Var-Matin (Fréjus / Saint-Raphaël)
Oeufs de tortue : un plan d’urgence
En raison de conditions météo peu favorables, les scientifiques ont pris hier la décision de placer les oeufs dans un conteneur. Si tout va bien, les bébés tortues pourraient naître d’ici à 8 jours
C’était le 22 juillet dernier. Sous les yeux un peu hallucinés d’une touriste qui fréquentait la plage de Saint-Aygulf, une tortue marine venait déposer ses oeufs au fond d’un trou creusé dans le sable meuble et tiède des Esclamandes. Carole — c’est son prénom — a commenté, dans nos colonnes, ce moment magique où elle a croisé le chemin du sympathique reptile à carapace. Depuis, celui-ci est devenu la mascotte des lieux et sa progéniture, enfouie sous un confortable manteau protecteur, fait l’objet de toutes les attentions.

• CONSIGNES
A – D'après l'article sur les œufs de tortue, à quelle date la tortue marine est-elle venue pondre sur la plage ?
B – Recopiez dans l'article sur les œufs de tortue le passage qui s'ouvre sur les mots « Oeufs de tortue » et se referme sur « toutes les attentions. ».

• EXTRAITS DE DONNÉES
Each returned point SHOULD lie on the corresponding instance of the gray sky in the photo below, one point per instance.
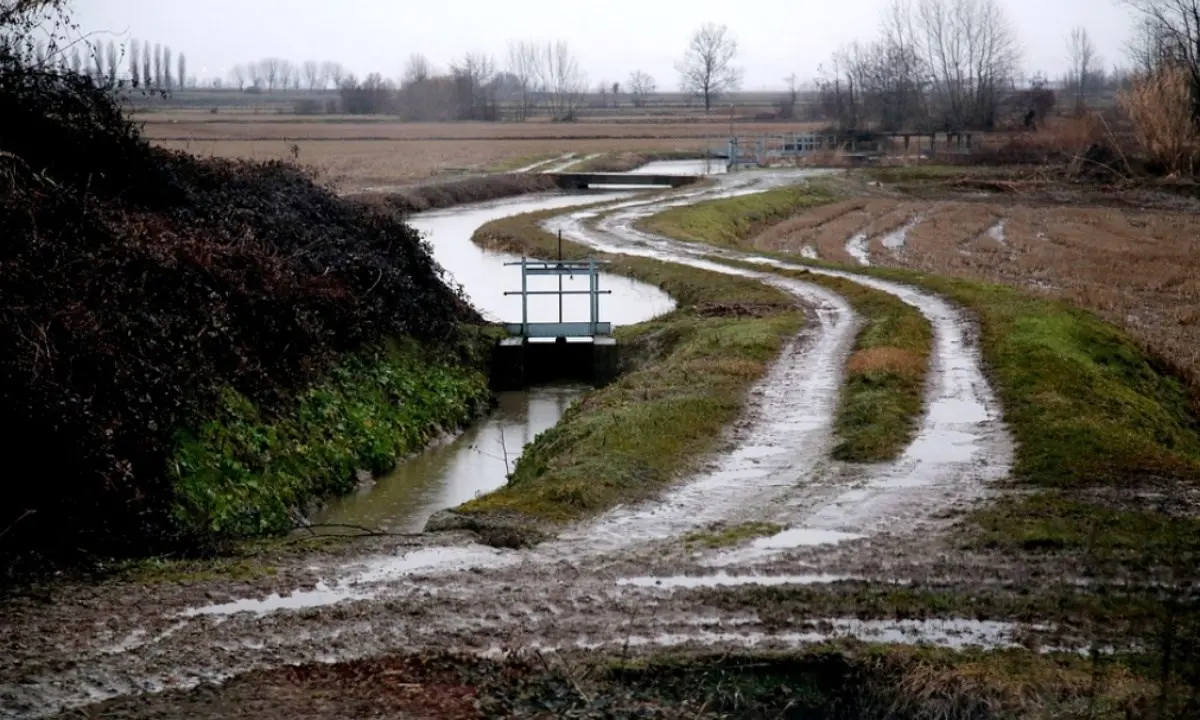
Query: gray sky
(611, 37)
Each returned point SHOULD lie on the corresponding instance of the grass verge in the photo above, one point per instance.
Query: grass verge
(687, 377)
(831, 681)
(245, 474)
(731, 222)
(882, 396)
(1107, 436)
(1105, 433)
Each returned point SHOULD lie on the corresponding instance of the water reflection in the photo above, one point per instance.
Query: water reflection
(450, 474)
(485, 279)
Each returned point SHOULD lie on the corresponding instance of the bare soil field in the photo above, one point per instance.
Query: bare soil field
(353, 165)
(1134, 259)
(355, 153)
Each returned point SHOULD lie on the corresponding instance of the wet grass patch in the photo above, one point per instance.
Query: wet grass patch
(246, 473)
(687, 376)
(729, 222)
(1087, 407)
(729, 537)
(826, 682)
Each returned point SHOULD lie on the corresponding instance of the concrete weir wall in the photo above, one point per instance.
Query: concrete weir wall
(517, 363)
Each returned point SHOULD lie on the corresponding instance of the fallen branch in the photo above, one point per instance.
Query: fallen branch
(16, 522)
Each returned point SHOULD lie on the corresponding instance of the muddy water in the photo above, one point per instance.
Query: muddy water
(485, 277)
(479, 460)
(475, 462)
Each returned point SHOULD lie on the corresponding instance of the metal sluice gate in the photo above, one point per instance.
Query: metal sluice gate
(526, 358)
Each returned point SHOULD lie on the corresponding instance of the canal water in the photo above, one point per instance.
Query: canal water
(479, 460)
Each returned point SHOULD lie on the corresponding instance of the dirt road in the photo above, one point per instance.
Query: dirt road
(627, 579)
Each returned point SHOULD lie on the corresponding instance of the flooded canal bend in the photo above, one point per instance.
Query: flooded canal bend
(479, 460)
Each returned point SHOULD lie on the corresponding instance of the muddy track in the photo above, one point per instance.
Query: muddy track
(623, 580)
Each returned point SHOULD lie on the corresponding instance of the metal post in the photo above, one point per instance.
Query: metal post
(593, 286)
(525, 299)
(561, 276)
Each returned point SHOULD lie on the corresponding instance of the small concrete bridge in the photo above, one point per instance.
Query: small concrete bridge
(582, 180)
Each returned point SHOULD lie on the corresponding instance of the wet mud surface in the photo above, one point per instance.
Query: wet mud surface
(627, 580)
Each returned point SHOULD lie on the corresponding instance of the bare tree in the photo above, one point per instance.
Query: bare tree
(157, 66)
(417, 70)
(311, 70)
(707, 67)
(1083, 64)
(971, 53)
(271, 70)
(135, 63)
(333, 72)
(641, 85)
(522, 64)
(97, 59)
(113, 59)
(473, 75)
(238, 75)
(563, 81)
(1173, 35)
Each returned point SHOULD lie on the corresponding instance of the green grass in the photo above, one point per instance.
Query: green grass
(882, 395)
(244, 474)
(729, 537)
(730, 222)
(687, 379)
(1086, 406)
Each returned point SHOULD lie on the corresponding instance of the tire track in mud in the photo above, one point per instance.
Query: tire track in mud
(960, 447)
(622, 580)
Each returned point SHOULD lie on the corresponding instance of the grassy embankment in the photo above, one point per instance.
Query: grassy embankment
(687, 377)
(881, 400)
(1108, 457)
(243, 473)
(1108, 439)
(1090, 411)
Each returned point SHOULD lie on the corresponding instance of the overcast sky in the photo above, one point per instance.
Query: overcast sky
(611, 37)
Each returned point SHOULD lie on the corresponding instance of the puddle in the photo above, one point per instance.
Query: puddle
(485, 279)
(363, 586)
(726, 580)
(857, 249)
(803, 538)
(996, 232)
(954, 634)
(447, 475)
(301, 599)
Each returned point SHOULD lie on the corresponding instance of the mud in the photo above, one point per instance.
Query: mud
(623, 580)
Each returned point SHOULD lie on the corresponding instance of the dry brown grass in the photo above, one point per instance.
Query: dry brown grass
(1161, 108)
(887, 359)
(168, 126)
(357, 153)
(1139, 269)
(366, 163)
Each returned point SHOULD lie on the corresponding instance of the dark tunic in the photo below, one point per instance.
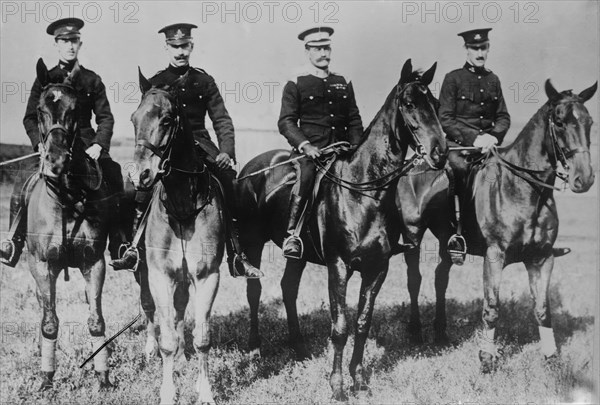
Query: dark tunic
(91, 97)
(320, 110)
(199, 96)
(471, 103)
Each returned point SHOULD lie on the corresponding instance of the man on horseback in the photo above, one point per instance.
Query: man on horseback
(472, 113)
(200, 96)
(318, 108)
(91, 99)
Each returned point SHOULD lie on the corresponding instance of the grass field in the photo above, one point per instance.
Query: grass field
(400, 373)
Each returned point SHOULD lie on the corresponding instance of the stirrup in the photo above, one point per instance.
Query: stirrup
(457, 249)
(293, 239)
(13, 248)
(123, 249)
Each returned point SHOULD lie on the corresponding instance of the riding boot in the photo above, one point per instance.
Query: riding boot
(457, 245)
(293, 248)
(12, 247)
(130, 258)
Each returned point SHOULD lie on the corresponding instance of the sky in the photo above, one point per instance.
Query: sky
(251, 49)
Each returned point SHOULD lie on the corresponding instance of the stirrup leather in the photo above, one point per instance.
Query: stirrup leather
(124, 248)
(12, 254)
(299, 239)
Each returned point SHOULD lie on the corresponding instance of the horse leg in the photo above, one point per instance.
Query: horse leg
(290, 282)
(369, 288)
(414, 285)
(163, 288)
(253, 292)
(141, 276)
(492, 276)
(539, 282)
(94, 281)
(442, 272)
(338, 282)
(206, 286)
(45, 278)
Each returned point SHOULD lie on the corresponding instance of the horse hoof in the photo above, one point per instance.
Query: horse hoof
(488, 362)
(339, 396)
(301, 353)
(105, 383)
(47, 381)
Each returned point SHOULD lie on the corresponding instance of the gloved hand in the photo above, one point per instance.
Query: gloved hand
(94, 151)
(485, 142)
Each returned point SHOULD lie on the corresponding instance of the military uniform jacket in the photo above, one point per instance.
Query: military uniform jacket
(319, 110)
(91, 97)
(198, 96)
(471, 103)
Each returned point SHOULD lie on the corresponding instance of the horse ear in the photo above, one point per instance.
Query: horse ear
(72, 78)
(588, 93)
(145, 85)
(551, 92)
(427, 77)
(42, 72)
(406, 71)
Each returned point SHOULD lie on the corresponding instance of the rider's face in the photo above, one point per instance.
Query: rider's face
(68, 48)
(477, 54)
(179, 55)
(319, 56)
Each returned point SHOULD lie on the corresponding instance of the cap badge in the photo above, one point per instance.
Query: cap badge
(57, 95)
(178, 34)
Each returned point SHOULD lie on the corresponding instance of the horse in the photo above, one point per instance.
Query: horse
(424, 203)
(67, 220)
(185, 224)
(514, 217)
(355, 219)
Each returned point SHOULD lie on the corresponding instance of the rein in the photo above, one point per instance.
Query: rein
(386, 179)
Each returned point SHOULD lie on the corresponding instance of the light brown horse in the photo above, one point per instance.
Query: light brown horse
(355, 222)
(185, 233)
(67, 223)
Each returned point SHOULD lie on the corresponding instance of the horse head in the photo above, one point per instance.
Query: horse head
(418, 110)
(570, 124)
(156, 122)
(57, 118)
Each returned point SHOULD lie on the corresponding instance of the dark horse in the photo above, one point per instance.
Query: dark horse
(355, 221)
(67, 222)
(514, 217)
(185, 225)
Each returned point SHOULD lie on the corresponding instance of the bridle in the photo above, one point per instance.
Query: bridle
(165, 167)
(56, 126)
(560, 155)
(388, 178)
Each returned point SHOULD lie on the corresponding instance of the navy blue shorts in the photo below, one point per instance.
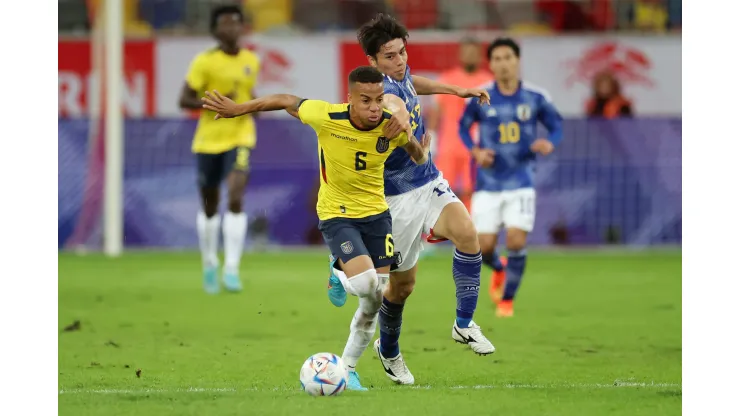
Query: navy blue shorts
(371, 236)
(214, 167)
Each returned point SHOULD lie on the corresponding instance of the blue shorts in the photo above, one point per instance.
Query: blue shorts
(372, 236)
(214, 167)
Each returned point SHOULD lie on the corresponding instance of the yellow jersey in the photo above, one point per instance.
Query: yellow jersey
(351, 161)
(232, 75)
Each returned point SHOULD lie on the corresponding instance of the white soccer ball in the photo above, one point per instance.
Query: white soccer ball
(324, 374)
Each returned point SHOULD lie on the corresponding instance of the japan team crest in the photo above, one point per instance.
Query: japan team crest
(347, 247)
(383, 144)
(523, 112)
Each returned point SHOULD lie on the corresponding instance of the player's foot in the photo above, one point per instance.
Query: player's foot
(232, 283)
(395, 368)
(210, 280)
(354, 382)
(473, 337)
(505, 309)
(498, 279)
(336, 292)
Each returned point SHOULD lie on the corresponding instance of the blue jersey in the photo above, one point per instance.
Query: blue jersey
(401, 173)
(509, 126)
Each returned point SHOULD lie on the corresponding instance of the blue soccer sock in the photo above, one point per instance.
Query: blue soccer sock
(390, 318)
(493, 261)
(466, 272)
(514, 272)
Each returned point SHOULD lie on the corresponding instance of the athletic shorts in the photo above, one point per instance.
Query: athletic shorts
(371, 236)
(214, 167)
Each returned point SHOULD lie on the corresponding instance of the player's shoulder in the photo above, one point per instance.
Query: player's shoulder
(536, 90)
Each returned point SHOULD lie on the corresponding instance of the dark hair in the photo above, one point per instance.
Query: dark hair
(365, 75)
(379, 31)
(504, 42)
(223, 10)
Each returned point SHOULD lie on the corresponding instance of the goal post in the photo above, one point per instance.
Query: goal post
(113, 81)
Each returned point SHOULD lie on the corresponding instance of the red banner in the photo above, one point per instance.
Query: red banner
(76, 78)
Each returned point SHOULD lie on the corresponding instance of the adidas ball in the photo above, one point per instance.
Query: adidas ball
(324, 374)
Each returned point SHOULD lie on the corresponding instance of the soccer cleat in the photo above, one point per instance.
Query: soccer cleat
(474, 338)
(336, 292)
(232, 283)
(505, 309)
(395, 368)
(354, 382)
(498, 280)
(210, 280)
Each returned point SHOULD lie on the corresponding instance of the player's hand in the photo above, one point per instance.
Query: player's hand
(483, 157)
(224, 107)
(398, 124)
(483, 97)
(542, 146)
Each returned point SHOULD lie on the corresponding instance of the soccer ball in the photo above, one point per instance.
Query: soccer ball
(324, 374)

• RÉPONSES PAR CONSIGNE
A – Le 22 juillet.

B –
Oeufs de tortue : un plan d’urgence
En raison de conditions météo peu favorables, les scientifiques ont pris hier la décision de placer les oeufs dans un conteneur. Si tout va bien, les bébés tortues pourraient naître d’ici à 8 jours
C’était le 22 juillet dernier. Sous les yeux un peu hallucinés d’une touriste qui fréquentait la plage de Saint-Aygulf, une tortue marine venait déposer ses oeufs au fond d’un trou creusé dans le sable meuble et tiède des Esclamandes. Carole — c’est son prénom — a commenté, dans nos colonnes, ce moment magique où elle a croisé le chemin du sympathique reptile à carapace. Depuis, celui-ci est devenu la mascotte des lieux et sa progéniture, enfouie sous un confortable manteau protecteur, fait l’objet de toutes les attentions.